(Selected passage begins)

# Possible to convert to a low tech Walstad tank



## MiniBlueDragon (Jul 13, 2010)

Hi folks,

I've been pretty happy with my current tropical tank for several years now with the following setup:

- Rekord 800 tank (110l)
- 2x 18w T8 tubes, one white light at the front and one plant grow at the back.
- Upgraded filter to Bioflow 600.
- Generic fine grained sand substrate.
- Various low maintenance plants (Vallis Torta, Anubia Nana Bonzai, Dwarf Hairgrass and previously had Swords, Cabomba, Java Fern, Vallis Spiralis).
- Dosing with SeaChem Flourish and Flourish Excel for the Dwarf Hairgrass.
- 1x Tiger Pleco, Pair of regularly breeding Kribs, 2x SAE's, 2x American Flagfish, 2x Black Neon Tetra, 2x Swordtails, 1x Albino Cory, 4x Ghost Shrimp, 3 Zebra Snails, Unknown number MST's

Ordinarily when I go through the process of re-landscaping my tank every few months I tend to do everything with the fish and inverts still in the tank still as it's never anything traumatic, however my latest idea of converting it to a Walstad type tank has confused me.

Is it possible to do that type of transformation without transferring the fish somehow and do I even have the pre-requisites to create a Walstad tank based on the above? I don't think I'm far off except perhaps in the watts per gallon area.

Thanks in advanced.


----------



## Michael (Jul 20, 2010)

Your tank and equipment would be fine for a Walstad set up. You would be able to stop using the Flourish and Excel.

(Selected passage ends)
(Input data begins)

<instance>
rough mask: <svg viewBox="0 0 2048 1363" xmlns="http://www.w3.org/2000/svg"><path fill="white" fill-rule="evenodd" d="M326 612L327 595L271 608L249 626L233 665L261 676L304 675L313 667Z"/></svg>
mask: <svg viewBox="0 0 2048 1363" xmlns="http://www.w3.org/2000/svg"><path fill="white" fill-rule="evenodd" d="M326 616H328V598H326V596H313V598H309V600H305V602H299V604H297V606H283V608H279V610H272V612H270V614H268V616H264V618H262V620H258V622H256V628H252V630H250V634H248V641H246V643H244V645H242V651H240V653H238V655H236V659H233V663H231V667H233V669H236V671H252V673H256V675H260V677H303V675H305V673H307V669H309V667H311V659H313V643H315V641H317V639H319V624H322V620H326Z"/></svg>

(Input data ends)

Required work:
A) In the Walstad tank thread, which two products does Michael say could stop being used?
B) Reproduce the stretch of the Walstad tank thread from "Ordinarily when I" through "per gallon area.".
C) Extend the Walstad tank thread past its last reply.
The lines are a separate set of material from the Walstad tank thread.

Results for the exercise:
A) Flourish and Excel.

B)
Ordinarily when I go through the process of re-landscaping my tank every few months I tend to do everything with the fish and inverts still in the tank still as it's never anything traumatic, however my latest idea of converting it to a Walstad type tank has confused me.

Is it possible to do that type of transformation without transferring the fish somehow and do I even have the pre-requisites to create a Walstad tank based on the above? I don't think I'm far off except perhaps in the watts per gallon area.

C)
I foresee two problems. As you know, Walstad tanks depend on a soil substrate It will be very difficult to add soil to your current tank without taking every thing out. The only way I can think of is to freeze the wet soil first. Spread a shallow layer of it in a plastic container and put it in the freezer until it is solid. Then move some sand aside, put in a piece of frozen soil, then put the sand back on top of it. The frozen soil may float, so you will need to cover it quickly with enough sand to prevent that. You might also need to use some rocks to hold it in place, which could be removed later. I would do a section at a time.

The second problem might be your Kribs. Most of them dig when breeding, enough to disturb the soil layer in a Walstad tank and make a mess. Yours may not do this.

Please let us know how it turns out if you decide to proceed.

--Michael


----------



## MiniBlueDragon (Jul 13, 2010)

Thanks Michael.

If I was going to convert the tank I'd scoop out all the existing sand and then siphon out the remaining bits of sand with my gravel vac (normally used to clean the surface of the sand) and start with an empty shell for the landscaping. As with sand being added I'd assume there's a certain amount of clouding that would occur when adding the soil but I'm not sure how much and how it would affect the fish?

My kribs dig, dig and dig some more when they breed. My sand substrate is around 1.5" deep and underneath the coconut shell they call home they've dug out so much that the back of the shell is touching the glass base. I do try and re-level everything in between their breeding spells but lately it's been batch after batch of fry. Does that mean a Walstad is a no go for my tank if I have Kribs?


----------



## Michael (Jul 20, 2010)

I don't think there is any way to add loose soil to a tank already filled with water without making a huge mess. And it doesn't sound like your Kribs are going to be compatible with a soil substrate. I hate to discourage you because I really like soil-based tanks, but it may not be the best option for you.


----------



## MiniBlueDragon (Jul 13, 2010)

Well that's a shame. I did think that perhaps the submerged bottle trick may help with adding the soil (filling a bottle with soil, letting it submerge in the tank for the air to escape and then flipping it in the tank to let the soil fall out, keeping the mucky water in the bottle) but I have no way to be sure so it's not worth the risk.

Maybe I'll keep that tank as it is with some plants that don't need nutrients and that will be happy with 1.24 watts per gallon of lighting. Any quick thoughts or best to browse the forum?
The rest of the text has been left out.